» STATED TASK A
In the excerpt on Malta and the RAF, how large a force did staff estimates say would be needed to hold Eastern Macedonia alone?

» EXTRACT PROVIDED
In august 1943 Park was still flying his personal Hurricane, so this picture was taken after that date, i supect it might have been taken when park left Malta in Late 1943 to take up his post as AOC-in-C Middle East based in Cairo.
Per reply tweets, inauguration of RAF Safi, May 1943. Maybe just had the rank indication added for the event?
 
Fuel management on any long range fighter mission becomes a very important operational factor. Due to poor fuel management most of the Hurricanes launched from HMS Eagle in late 1940 failed to reach Malta. flying at the wrong altitude and using less than optimum throttle/propeller pitch combination was the primary cause of most of these aircraft running out of fuel before reaching Malta.
 
11.19 The Best laid plans
11.18 . The Best laid plans

Sir Hugh along with the Chief of the General staff and the First Sea Lord were attending a full cabinet meeting to discuss the wars progress, and plans for future operations.

Amongst the topics was the prosecution of the bomber war against Germany and of course the defence of Britain against the Luftwaffe ‘Blitz’. Having set out in general terms the realities of the current capabilities of the RAF regarding both of these situations Sir Hugh was pleased to see most of the cabinet nodding their heads in agreement with the points he had made. Next on the agender was reinforcements for Malta and Middle East Command especially in regards to the soon to be launched operation Compass in North Africa.

Sir Hugh had expressed his concerns to the meeting about the ability of the RAF units on Malta to provide adequate defence against a proper ‘Blitz style attack on the island’. When Churchill had proclaimed that with the extra aircraft now available surely the RAF squadrons on Malta could handle anything the Italians could throw at them. Sir Hugh’s response was basically that whilst he might not be worried by the Regina Aeronautical he should be worried by the Luftwaffe, with the current situation between the Greeks and Italians on the Albanian front, where the Greeks had pushed the majority of the Italian invaders back into Albania, what would be the likely effect if the Italian Army in Libya was to also suffer a sever defeat on the Egyptian border. Mussolini would surely cry for help and the quickest help that Germans could give would be a Fleiger Corps or two sent to Italy. One based on the Adriatic coast could pound the Greek army in Alabamia fixing it in place. The second based on Sicily could then reduce Malta and seal the Sicilian Narrows making supply convoys to Malta very difficult and close the Gibraltar to Alexander route for Middle East Supplies. Standing at the map in the cabinet office Sir Hugh illustrated his points and asked Sir Dudley Pound as First Sealord to confirm his conclusions regarding the potential effect on the Naval operations in the central Mediterranean. Turning back to the map Sir Hugh continued, pointing to eastern Greece , stating that if the Germans and the Bulgarians come south through Eastern Macedonia and Western Thrace there was no possibility that the Greek army could hold them, this was confirmed by a curt nod from Sir John Dill Chief of the General Staff. Who then added that staff estimates were that a force of no less than twenty Divisions would be needed to hold Eastern Macedonia alone. At most the Army could send four divisions and that would mean stripping both North and East Africa of seasoned divisions. Further if Macedonia and Eastern Thrace fall then the Greek position on the Albanian border would also become untenable and a general withdrawal would be inevitable.

» STATED TASK B
Locate every line of the records that contains the word "blue", matching case exactly.

» EXCERPTED DATA
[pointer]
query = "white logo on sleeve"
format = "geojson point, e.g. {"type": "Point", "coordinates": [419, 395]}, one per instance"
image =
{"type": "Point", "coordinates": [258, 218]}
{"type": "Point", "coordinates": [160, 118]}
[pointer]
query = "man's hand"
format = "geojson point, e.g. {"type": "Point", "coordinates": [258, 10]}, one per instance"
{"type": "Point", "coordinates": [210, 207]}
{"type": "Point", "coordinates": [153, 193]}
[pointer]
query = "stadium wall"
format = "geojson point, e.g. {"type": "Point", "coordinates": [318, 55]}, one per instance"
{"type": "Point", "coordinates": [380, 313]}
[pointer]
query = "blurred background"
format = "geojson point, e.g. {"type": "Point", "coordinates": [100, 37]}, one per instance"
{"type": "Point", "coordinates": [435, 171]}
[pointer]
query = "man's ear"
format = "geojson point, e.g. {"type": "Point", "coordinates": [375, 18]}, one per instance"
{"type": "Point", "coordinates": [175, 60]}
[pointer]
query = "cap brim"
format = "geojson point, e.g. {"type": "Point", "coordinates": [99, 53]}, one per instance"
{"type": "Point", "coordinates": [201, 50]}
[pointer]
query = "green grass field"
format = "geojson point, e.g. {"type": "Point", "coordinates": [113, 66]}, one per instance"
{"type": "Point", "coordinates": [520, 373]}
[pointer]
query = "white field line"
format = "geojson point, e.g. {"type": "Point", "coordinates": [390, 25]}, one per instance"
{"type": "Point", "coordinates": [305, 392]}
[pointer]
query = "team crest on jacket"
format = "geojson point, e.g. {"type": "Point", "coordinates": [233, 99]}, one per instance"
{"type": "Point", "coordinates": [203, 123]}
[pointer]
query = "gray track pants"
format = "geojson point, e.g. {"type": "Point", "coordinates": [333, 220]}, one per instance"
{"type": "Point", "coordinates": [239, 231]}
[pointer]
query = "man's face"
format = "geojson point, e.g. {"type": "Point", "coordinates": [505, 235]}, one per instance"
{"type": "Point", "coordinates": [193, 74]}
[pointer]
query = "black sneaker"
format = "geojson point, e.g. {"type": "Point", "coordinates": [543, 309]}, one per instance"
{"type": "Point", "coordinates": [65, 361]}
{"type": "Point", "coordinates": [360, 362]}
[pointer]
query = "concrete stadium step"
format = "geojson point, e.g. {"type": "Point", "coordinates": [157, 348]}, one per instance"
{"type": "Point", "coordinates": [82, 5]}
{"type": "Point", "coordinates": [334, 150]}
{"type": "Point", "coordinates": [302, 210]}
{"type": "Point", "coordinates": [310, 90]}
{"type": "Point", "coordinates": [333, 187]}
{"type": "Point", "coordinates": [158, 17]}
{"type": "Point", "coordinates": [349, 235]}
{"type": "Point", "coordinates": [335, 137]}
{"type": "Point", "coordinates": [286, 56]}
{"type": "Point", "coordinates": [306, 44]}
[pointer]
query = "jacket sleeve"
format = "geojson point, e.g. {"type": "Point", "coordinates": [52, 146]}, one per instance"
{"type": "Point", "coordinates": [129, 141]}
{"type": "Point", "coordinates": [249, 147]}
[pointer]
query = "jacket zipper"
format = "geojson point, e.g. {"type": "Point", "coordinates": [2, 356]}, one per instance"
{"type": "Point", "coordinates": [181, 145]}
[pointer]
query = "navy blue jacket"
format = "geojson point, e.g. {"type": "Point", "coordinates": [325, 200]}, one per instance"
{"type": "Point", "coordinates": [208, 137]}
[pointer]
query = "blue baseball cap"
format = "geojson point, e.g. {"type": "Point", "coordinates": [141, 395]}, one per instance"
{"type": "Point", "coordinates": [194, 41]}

» FINISHED ANSWER A
No less than twenty divisions.

» FINISHED ANSWER B
query = "navy blue jacket"
query = "blue baseball cap"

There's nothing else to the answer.